Обновите все записи ниже: замените «pick planner» на «grasp planner» везде, где встречается, и больше ничего не меняйте. Изображения в ответ не включайте.

==*==

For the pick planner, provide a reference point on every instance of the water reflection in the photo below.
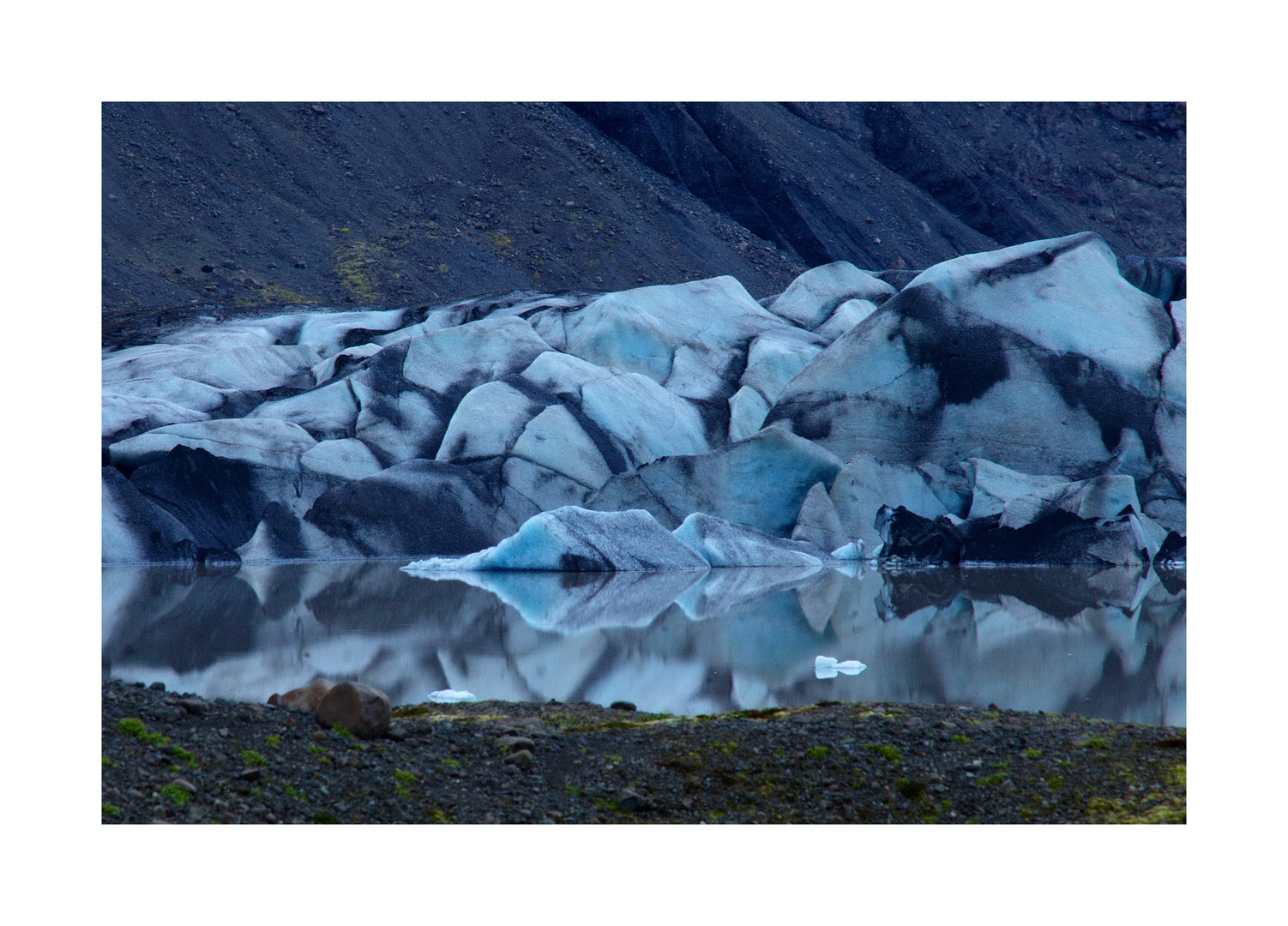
(1106, 644)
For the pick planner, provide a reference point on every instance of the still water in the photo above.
(1108, 644)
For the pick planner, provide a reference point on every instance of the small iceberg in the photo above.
(852, 550)
(828, 667)
(449, 697)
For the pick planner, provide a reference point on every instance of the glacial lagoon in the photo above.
(1101, 643)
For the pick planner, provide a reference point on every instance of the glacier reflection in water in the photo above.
(1108, 644)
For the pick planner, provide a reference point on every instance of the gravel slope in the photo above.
(179, 759)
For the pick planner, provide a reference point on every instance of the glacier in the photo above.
(1026, 402)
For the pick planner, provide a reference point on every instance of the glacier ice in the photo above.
(1014, 384)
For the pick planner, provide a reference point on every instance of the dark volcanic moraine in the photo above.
(685, 344)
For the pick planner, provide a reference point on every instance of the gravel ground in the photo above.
(181, 759)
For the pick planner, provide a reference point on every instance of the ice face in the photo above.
(574, 538)
(1026, 380)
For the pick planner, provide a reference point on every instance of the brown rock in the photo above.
(362, 710)
(305, 698)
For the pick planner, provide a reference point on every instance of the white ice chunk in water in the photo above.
(449, 697)
(828, 667)
(852, 550)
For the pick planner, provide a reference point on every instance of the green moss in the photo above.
(410, 711)
(358, 267)
(1152, 809)
(405, 781)
(133, 726)
(176, 794)
(759, 713)
(885, 751)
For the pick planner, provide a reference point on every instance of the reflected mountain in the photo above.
(1108, 643)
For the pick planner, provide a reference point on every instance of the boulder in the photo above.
(362, 710)
(307, 698)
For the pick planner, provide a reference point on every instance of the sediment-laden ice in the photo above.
(576, 540)
(1013, 384)
(723, 545)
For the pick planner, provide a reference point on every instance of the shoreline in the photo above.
(171, 757)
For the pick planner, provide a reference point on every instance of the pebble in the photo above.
(515, 743)
(631, 800)
(520, 757)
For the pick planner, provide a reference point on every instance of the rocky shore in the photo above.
(171, 757)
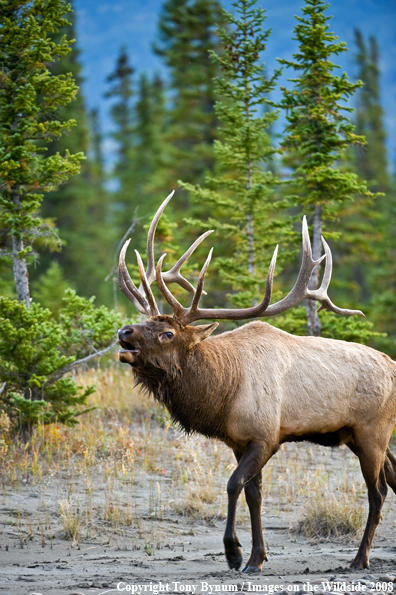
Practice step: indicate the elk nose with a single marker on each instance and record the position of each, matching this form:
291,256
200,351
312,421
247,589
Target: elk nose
124,334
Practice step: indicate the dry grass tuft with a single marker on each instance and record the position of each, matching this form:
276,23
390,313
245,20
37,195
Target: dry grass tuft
328,516
72,520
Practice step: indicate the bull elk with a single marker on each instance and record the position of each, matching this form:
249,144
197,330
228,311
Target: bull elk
257,387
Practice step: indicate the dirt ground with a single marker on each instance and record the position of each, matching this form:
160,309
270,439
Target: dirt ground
159,536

==*==

Результат:
For the grasp planner, provide a reference point on every instance of the water reflection in the photo below.
(1106, 644)
For the grasp planner, provide a reference point on every instance of the still water in the photo above.
(1108, 644)
For the grasp planner, provide a reference point on every instance of the small iceberg in the photo above.
(852, 550)
(828, 667)
(449, 697)
For the grasp planner, provide a reference point on every instance of the glacial lagoon in the photo above.
(1101, 643)
For the grasp planner, provide a reference point on every instance of the glacier reflection in water in the photo above.
(1108, 644)
For the grasp planner, provide a reference point on every instance of the gravel slope in the photo above.
(179, 759)
For the grasp planner, provide a reference point on every instance of the glacier in the photo above.
(1026, 402)
For the grasp planner, provide a reference point on every instance of the glacier ice in the photo above.
(1014, 384)
For the grasp planner, provide a reference point on every instance of the dark volcanic moraine in the photo above.
(685, 344)
For the grasp planner, provide a reference point on every instance of the gravel ground in the photo above.
(181, 759)
For the grasp planner, provide a reference point on every instance of the ice face in the photo above.
(574, 538)
(1026, 380)
For the grasp planner, provide a reference point on every instance of the brown rock in the photo above.
(362, 710)
(305, 698)
For the grasp planner, provide a reference point on every instance of the white ice chunk in water in the photo above.
(449, 697)
(828, 667)
(852, 550)
For the grasp planner, provide a reference point on every instance of the green moss in the photo above.
(410, 711)
(358, 267)
(1152, 809)
(405, 781)
(133, 726)
(176, 794)
(759, 713)
(885, 751)
For the grasp planner, provide a reference point on every instance of the reflected mountain in the photo above.
(1108, 643)
For the grasp planner, provide a reference point on every instance of the boulder in the photo above.
(362, 710)
(307, 698)
For the grasp planner, provide a reference point on every instance of the sediment-laden ice in the photo above.
(576, 540)
(1013, 384)
(723, 545)
For the grasp planner, provide a reference point on every instance of the shoreline in the photo above.
(171, 757)
For the grasp planner, provide a reference point on every instance of the pebble in the photo above.
(515, 743)
(631, 800)
(520, 757)
For the grasp planner, provide a reference point on every instance of the rocky shore in the photo above.
(171, 757)
Practice step: indicate the elk nose with a single marker on each instance and record the position of each, matching this form:
291,256
200,351
312,421
247,589
Target: elk nose
124,334
Practice step: indicate the dry grass tuft with a single marker on each instance and record the position of each, matching this form:
276,23
390,313
245,20
37,195
Target: dry grass tuft
328,516
72,520
Practice step: indicate the bull elk with a single marker on each instance and record the position of each, matching this form:
249,144
197,330
228,311
Target: bull elk
257,387
Practice step: indicate the dirt ground with a single marker on each instance and record the position of each, matching this form:
160,309
270,439
Target: dirt ground
159,536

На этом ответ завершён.